### [WRITTEN PROBLEM]
Can you reproduce, word for word, the lines among the entries below, starting with the line that contains "Crop-scouting request: mark the girl in" and going on through the end of the entries?

Start EXERCISE INPUTS

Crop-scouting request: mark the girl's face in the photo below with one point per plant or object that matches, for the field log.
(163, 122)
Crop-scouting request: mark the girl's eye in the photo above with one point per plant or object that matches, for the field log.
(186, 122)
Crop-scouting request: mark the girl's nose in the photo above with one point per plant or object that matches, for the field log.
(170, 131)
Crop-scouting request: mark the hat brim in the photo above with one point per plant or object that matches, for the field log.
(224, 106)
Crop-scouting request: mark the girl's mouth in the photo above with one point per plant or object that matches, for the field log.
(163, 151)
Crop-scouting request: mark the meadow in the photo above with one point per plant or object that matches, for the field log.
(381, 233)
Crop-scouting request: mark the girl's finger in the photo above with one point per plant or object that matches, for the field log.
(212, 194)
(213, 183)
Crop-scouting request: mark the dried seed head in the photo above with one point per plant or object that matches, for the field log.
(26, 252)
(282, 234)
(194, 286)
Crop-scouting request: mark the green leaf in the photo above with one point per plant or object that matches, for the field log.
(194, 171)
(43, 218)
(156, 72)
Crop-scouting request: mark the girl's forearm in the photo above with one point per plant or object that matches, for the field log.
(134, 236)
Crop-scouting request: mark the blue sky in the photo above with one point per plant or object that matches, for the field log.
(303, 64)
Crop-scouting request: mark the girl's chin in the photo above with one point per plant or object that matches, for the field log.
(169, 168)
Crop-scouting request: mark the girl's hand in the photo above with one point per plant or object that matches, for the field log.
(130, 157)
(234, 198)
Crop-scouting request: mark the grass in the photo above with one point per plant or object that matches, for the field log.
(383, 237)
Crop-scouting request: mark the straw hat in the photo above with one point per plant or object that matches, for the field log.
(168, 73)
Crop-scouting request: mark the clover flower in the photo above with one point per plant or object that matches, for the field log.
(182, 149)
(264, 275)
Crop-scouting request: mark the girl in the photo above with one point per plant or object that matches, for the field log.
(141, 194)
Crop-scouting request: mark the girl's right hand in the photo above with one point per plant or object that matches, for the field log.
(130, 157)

End EXERCISE INPUTS

### [EXERCISE RESPONSE]
Crop-scouting request: mark the girl in the photo above with one point per plant or object that matches, for the field log.
(141, 194)
Crop-scouting request: mark the girl's right hand in the photo above with one point per plant or object that matches, for the field log.
(130, 157)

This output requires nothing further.